Written tasks:
1 > Edit the Maple thread by reproducing the part that opens with the words containing "You can use" and closes with "initial Explore pop-up.", replacing "pop-up" with "dialog".
2 > Answer these questions about the Maple thread:
(a) What expression is substituted for y(t) in the differential equation?
(b) What range was chosen for rho in the initial Explore pop-up?
(c) Over what range of x is the plot drawn?

Quoted text:
○ ○ ○ ○
> de := diff(y(t),t,t) + 3*diff(y(t),t) + 2*y(t) = 0;
                        / 2      \
                        |d       |     /d      \
                  de := |--- y(t)| + 3 |-- y(t)| + 2 y(t) = 0
                        |  2     |     \dt     /
                        \dt      /
 
> f := eval(de, y(t)=c*exp(r*t));
                    2
            f := c r  exp(r t) + 3 c r exp(r t) + 2 c exp(r t) = 0
 
> vals:=solve(f);
 vals := {c = 0, r = r, t = t}, {c = c, r = -2, t = t}, {c = c, r = -1, t = t}
 
> seq(eval(c*exp(r*t), sol), sol in vals);
                           0, c exp(-2 t), c exp(-t)

I'm not quite understanding exactly what problems you described having.

You can use Explore for this too.

expr1:=1-exp(-rho*x):

expr2:=-(1-p)^n+(p/(1-p)+1)^n*(1-p)^n+(1-p)^(n-1)*((exp(rho)*(-1+p)-p)*((exp(rho)*(-1+p)-p)/(exp(rho)*(-1+p)))^(n-1)-exp(rho)*(-1+p))/exp(rho):

isect:=rhs(isolate(expr1=expr2,x)):

G:=subs([Expr1=expr1,Isect=isect,Expr2=expr2],
        'plot'([Expr1,Expr2,[Isect,t,t=0..1]],x=1..100,view=[1..100,0..1])):

Explore(G);

I chose n=1 to 100, p=0.1 to 0.9, rho=0.01 to 0.2, and skipped `t`, in the initial Explore pop-up.
○ ○ ○ ○
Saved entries
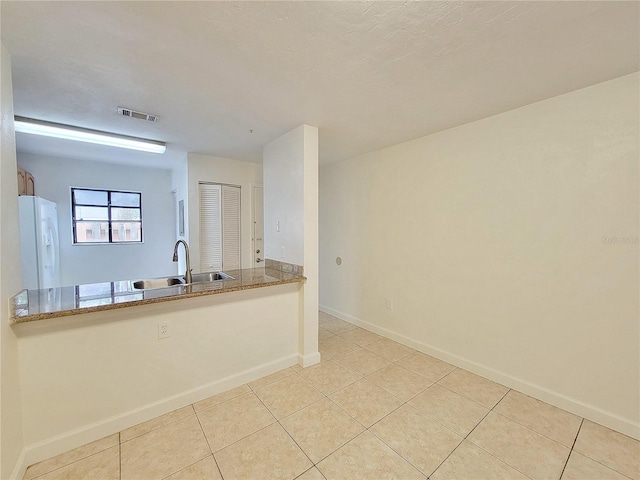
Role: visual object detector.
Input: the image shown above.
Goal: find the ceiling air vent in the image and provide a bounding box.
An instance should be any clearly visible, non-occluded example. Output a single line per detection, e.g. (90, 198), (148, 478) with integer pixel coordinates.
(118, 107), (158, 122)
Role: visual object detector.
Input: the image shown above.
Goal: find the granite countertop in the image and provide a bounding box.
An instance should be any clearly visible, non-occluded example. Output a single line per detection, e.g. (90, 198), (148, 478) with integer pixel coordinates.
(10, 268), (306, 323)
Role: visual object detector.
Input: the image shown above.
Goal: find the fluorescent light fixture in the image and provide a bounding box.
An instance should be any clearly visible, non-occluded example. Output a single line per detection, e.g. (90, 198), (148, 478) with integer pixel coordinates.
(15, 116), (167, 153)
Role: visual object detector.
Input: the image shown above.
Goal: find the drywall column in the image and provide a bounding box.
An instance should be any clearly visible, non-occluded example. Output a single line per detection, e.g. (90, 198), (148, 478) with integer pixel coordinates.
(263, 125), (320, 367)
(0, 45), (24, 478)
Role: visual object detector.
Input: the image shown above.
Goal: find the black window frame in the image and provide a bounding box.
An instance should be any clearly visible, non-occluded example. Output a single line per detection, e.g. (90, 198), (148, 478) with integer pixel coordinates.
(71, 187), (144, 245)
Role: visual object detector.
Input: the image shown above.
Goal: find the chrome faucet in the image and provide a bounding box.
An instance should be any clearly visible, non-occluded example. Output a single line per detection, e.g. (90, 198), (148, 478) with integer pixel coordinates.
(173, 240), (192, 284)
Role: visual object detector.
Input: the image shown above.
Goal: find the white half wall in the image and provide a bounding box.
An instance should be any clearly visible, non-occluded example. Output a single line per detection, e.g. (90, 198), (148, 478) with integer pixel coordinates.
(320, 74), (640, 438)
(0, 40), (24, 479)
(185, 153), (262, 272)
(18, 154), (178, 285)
○ ○ ○ ○
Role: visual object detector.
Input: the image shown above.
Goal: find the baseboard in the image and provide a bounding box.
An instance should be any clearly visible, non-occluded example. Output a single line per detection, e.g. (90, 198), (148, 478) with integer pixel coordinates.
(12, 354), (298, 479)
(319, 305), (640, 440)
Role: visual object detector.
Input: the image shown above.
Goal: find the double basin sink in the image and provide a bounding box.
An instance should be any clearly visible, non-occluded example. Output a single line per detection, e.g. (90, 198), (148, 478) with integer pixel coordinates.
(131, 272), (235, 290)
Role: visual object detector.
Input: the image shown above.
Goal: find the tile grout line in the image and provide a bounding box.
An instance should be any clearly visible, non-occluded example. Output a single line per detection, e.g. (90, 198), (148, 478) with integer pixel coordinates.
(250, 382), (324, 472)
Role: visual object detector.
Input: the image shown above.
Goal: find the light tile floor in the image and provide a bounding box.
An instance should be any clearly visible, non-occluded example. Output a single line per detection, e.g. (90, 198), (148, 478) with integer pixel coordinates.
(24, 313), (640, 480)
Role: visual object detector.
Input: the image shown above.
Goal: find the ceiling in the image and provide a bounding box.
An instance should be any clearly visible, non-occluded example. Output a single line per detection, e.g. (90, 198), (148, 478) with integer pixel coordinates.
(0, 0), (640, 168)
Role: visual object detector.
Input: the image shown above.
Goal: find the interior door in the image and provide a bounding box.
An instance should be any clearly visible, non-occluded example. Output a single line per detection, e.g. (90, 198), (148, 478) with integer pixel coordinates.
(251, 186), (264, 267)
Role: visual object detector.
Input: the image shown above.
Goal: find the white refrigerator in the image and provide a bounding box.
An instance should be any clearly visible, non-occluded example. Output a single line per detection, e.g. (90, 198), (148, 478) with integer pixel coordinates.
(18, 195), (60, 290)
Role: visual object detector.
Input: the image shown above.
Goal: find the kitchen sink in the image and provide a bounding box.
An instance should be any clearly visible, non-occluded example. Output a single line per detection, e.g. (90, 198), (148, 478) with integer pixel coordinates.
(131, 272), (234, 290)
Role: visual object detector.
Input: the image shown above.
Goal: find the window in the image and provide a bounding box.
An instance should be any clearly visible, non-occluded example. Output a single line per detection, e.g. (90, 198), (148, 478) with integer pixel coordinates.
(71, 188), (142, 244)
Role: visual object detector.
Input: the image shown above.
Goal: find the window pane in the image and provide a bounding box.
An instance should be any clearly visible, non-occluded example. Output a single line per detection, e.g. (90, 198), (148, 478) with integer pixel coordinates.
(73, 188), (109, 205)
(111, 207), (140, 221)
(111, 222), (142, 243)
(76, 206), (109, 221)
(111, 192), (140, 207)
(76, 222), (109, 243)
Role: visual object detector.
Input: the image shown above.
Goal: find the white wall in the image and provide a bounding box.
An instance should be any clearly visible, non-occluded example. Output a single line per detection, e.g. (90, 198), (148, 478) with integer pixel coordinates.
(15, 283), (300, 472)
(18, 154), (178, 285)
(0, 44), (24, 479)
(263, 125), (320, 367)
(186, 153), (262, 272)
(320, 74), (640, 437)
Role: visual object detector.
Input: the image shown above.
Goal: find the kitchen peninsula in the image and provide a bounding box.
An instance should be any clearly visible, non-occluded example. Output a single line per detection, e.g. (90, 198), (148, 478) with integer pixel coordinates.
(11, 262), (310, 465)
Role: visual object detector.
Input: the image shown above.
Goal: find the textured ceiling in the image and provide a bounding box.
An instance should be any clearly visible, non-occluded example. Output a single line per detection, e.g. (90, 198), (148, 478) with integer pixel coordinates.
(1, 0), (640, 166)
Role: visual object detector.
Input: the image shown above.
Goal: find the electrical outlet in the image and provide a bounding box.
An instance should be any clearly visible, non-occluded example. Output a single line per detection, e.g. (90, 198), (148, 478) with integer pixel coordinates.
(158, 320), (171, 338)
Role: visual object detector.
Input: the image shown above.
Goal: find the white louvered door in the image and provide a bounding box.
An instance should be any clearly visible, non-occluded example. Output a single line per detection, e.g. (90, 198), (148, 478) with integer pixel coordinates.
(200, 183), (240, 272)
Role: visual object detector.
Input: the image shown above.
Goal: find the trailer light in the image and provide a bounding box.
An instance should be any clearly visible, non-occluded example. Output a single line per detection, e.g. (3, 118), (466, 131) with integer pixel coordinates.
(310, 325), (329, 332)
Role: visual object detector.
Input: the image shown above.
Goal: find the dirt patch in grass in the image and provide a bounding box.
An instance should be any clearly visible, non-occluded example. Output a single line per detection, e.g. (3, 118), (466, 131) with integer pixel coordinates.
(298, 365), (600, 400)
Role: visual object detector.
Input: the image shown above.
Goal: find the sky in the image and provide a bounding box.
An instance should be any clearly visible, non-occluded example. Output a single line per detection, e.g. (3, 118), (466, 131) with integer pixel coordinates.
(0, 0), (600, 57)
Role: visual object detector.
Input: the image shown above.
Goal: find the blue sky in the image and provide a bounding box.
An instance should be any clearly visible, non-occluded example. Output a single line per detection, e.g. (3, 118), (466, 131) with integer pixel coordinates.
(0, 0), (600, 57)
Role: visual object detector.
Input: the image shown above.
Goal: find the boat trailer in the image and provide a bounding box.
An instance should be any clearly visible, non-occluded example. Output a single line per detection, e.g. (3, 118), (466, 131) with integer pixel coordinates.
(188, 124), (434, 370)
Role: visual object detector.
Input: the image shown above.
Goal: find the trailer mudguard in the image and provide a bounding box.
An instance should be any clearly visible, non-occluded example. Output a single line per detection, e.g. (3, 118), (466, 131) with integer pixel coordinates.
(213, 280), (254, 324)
○ ○ ○ ○
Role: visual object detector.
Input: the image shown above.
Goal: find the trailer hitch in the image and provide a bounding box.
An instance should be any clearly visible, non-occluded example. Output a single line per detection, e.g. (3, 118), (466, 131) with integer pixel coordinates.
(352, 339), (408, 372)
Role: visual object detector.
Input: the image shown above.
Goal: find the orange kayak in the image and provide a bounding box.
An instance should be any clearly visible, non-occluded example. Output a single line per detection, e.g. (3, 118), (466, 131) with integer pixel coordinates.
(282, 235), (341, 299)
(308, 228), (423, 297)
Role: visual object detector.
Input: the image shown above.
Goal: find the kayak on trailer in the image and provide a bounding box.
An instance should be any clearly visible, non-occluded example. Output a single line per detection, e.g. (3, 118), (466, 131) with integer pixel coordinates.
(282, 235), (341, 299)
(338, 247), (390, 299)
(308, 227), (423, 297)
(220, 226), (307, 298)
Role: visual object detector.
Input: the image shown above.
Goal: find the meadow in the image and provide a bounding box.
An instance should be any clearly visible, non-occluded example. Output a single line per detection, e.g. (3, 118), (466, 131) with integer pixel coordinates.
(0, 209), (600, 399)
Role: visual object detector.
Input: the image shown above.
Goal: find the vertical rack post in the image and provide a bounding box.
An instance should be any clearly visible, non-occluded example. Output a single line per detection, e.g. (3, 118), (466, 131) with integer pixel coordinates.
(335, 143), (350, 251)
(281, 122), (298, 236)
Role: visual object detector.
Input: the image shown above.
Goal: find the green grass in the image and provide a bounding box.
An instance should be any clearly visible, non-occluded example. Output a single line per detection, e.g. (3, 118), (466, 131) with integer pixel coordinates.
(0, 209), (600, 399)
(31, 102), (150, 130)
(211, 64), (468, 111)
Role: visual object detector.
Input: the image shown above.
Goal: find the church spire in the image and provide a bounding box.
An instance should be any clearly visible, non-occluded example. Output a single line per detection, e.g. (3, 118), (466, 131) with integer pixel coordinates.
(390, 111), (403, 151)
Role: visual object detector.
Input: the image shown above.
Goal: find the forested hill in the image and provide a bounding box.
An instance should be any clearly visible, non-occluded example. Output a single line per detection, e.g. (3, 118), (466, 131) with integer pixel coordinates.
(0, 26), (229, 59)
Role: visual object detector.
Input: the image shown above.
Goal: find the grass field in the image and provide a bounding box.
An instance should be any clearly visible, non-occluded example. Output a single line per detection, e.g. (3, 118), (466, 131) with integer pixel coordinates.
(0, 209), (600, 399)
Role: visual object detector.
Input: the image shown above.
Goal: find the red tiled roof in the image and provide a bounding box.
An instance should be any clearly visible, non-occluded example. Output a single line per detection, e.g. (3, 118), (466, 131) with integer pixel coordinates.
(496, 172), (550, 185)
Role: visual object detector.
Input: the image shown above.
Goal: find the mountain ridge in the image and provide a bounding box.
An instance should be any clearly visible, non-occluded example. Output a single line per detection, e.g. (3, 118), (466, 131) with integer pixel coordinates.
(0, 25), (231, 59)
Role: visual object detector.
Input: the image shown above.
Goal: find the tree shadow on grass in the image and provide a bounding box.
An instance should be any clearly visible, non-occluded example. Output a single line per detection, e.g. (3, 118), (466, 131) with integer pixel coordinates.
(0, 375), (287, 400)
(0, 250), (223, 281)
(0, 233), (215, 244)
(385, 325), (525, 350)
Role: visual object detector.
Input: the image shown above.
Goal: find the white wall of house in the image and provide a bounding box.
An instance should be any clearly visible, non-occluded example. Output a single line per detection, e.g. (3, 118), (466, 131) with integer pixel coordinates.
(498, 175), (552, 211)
○ ○ ○ ○
Task-by-task outputs:
1 >
You can use Explore for this too.

expr1:=1-exp(-rho*x):

expr2:=-(1-p)^n+(p/(1-p)+1)^n*(1-p)^n+(1-p)^(n-1)*((exp(rho)*(-1+p)-p)*((exp(rho)*(-1+p)-p)/(exp(rho)*(-1+p)))^(n-1)-exp(rho)*(-1+p))/exp(rho):

isect:=rhs(isolate(expr1=expr2,x)):

G:=subs([Expr1=expr1,Isect=isect,Expr2=expr2],
        'plot'([Expr1,Expr2,[Isect,t,t=0..1]],x=1..100,view=[1..100,0..1])):

Explore(G);

I chose n=1 to 100, p=0.1 to 0.9, rho=0.01 to 0.2, and skipped `t`, in the initial Explore dialog.

2 >
(a) c*exp(r*t)
(b) 0.01 to 0.2
(c) 1 to 100